-------- PROVIDED TEXT
If your symptoms persist or worsen, or if you suspect a serious medical condition, seek medical attention immediately.
If you are using nonprescription ibuprofen to treat a child or yourself for fever or pain, contact your doctor immediately if fever lasts longer than three days, or pain lasts longer than 10 days, or if your symptoms worsen.
Some side effects may occur that usually do not need medical attention:
- gas or bloating
- ringing in the ears
Inform your healthcare provider immediately if you experience any serious side effects:
- unexplained weight gain
- shortness of breath or difficulty breathing
- swelling of the abdomen, feet, ankles, or lower legs
- fever, rash, blisters, or peeling skin
- swelling of the eyes, face, throat, arms, or hands
- difficulty breathing or swallowing
- excessive tiredness
- pain in the upper right part of the stomach
- loss of appetite
- yellowing of the skin or eyes
- flu-like symptoms
- pale skin
- fast heartbeat
- cloudy, discolored, or bloody urine
- back pain
- difficult or painful urination
- blurred vision, changes in color vision, or other vision problems
- headache, stiff neck, fever
Prior to taking ibuprofen, inform your healthcare provider or pharmacist if you have an allergy to it, aspirin, or other NSAIDs, such as celecoxib or naproxen, or if you have any other allergies. This product may contain inactive ingredients that could cause allergic reactions or other issues.
Before using this medication, disclose your medical history to your doctor or pharmacist, particularly if you have a history of asthma, blood disorders, such as anemia or bleeding/clotting problems, growths in the nose, heart disease, high blood pressure, liver disease, stroke, or throat/stomach/intestinal problems, including bleeding, heartburn, or ulcers.
----------------
# BRIEF A:
Using the ibuprofen text, decide whether each statement agrees with it. Answer yes or no for each, and quote the words that decide it.
(i) Gas or bloating is a side effect that usually needs medical attention.
(ii) Someone taking nonprescription ibuprofen for fever should contact a doctor if the fever lasts longer than three days.
(iii) Celecoxib is named as an NSAID.
# BRIEF B:
In the ibuprofen text, list every body part named in the serious side effect that begins "swelling of the eyes".
# BRIEF C:
Go on with the ibuprofen text from its last sentence.
The entries have nothing to do with the ibuprofen text.
-------- PROVIDED DATA
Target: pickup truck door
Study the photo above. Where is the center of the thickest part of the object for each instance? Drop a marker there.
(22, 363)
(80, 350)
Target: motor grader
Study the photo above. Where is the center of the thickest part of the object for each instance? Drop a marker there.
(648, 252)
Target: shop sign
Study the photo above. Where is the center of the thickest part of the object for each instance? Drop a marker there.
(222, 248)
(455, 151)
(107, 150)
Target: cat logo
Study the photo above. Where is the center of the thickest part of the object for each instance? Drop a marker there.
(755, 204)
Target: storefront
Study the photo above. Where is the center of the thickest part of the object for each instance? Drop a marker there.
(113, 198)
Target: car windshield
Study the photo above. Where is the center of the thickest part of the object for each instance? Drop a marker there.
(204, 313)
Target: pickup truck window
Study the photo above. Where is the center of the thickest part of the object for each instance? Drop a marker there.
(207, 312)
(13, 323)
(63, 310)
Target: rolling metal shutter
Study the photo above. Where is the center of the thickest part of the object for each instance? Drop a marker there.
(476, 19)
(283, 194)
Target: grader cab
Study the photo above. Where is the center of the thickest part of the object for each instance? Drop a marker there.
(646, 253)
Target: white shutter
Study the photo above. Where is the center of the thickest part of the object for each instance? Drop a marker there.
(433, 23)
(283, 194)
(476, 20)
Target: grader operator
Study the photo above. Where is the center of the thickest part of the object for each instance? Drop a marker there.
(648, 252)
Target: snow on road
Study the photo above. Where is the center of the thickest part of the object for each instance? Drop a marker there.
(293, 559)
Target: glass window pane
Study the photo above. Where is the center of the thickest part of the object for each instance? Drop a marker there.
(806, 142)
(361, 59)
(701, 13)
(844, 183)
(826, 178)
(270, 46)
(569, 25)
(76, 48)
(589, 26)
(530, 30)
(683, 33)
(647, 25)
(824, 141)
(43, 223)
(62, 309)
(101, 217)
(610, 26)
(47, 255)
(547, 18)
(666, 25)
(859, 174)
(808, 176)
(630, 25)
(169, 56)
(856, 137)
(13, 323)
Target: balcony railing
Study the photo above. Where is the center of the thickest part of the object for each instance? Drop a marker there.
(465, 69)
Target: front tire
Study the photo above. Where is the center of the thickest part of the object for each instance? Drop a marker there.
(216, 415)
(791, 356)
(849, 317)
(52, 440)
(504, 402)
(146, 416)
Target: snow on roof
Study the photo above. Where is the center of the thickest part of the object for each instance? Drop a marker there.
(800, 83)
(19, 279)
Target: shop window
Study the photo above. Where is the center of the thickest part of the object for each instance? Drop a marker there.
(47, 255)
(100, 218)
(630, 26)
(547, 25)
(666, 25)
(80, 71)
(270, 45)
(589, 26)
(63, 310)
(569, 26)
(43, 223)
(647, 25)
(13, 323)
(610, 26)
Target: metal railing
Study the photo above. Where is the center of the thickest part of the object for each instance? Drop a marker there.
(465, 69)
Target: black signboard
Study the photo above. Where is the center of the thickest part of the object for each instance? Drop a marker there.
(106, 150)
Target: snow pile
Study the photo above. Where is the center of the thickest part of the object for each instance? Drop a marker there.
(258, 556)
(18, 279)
----------------
# FINAL ANSWER A:
(i) No: "Some side effects may occur that usually do not need medical attention:" is followed by "gas or bloating".
(ii) Yes: "contact your doctor immediately if fever lasts longer than three days".
(iii) Yes: "other NSAIDs, such as celecoxib or naproxen".

# FINAL ANSWER B:
eyes, face, throat, arms, hands

# FINAL ANSWER C:
In some cases, kidney problems may arise with the use of NSAID medications, such as ibuprofen. These issues are more likely to occur if you are an older adult, dehydrated, have heart failure or kidney disease, or take certain medications. To prevent dehydration, drink plenty of fluids as directed by your doctor and inform them immediately if there is a change in the amount of urine.
This drug may cause dizziness or drowsiness. Alcohol or marijuana can intensify these effects. It is recommended to avoid driving, operating machinery, or engaging in activities that require alertness until it is safe to do so.
This medication may cause stomach bleeding. Daily use of alcohol and tobacco, particularly when combined with this medication, may increase the risk of stomach bleeding. Limit alcohol consumption and stop smoking.
This medication may increase sensitivity to sunlight. Limit sun exposure, avoid tanning beds and sun lamps, and use sunscreen and protective clothing when outdoors. Notify your doctor immediately if you experience sunburn or skin blisters/redness.
Older adults may be at a higher risk for stomach/intestinal bleeding, kidney problems, heart attack, and stroke while taking this medication.
For women of childbearing age, discuss the potential benefits and risks with their doctor(s) prior to using this medication. Inform your doctor if you are pregnant or planning to become pregnant.
This medication may harm an unborn baby and may cause complications during labor and delivery. It is not recommended for use after 20 weeks of pregnancy until delivery. If the use of this medication is necessary between 20 and 30 weeks of pregnancy, it is recommended to use the lowest effective dose for the shortest possible time. It is not recommended to use this medication after 30 weeks of pregnancy.
This medication passes into breast milk but is unlikely to harm a nursing infant. Consult your doctor before breast-feeding.
Form and Strength
Advil Liqui-Gel is available in the following forms and strengths:
Advil Liqui-Gel gel capsule:
How many Advil Liqui-Gels can I take?
Children and adults 12 years of age and older can take 1 capsule every 4 to 6 hours while symptoms persist. If pain or fever does not respond to 1 capsule, 2 capsules may be used. Do not exceed 6 capsules in 24 hours unless directed by a doctor.
How long does Advil Liqui-Gel take to work?
Liqui-gels may start working in a little more than 20 minutes.